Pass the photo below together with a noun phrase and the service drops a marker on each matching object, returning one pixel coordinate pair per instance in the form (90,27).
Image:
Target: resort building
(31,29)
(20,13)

****************

Set down the material exactly, keeping every line.

Pass the photo below together with a noun phrase and the service drops a marker on each matching object, returning one pixel coordinate pair per instance in the form (90,27).
Image:
Target: resort building
(31,29)
(20,13)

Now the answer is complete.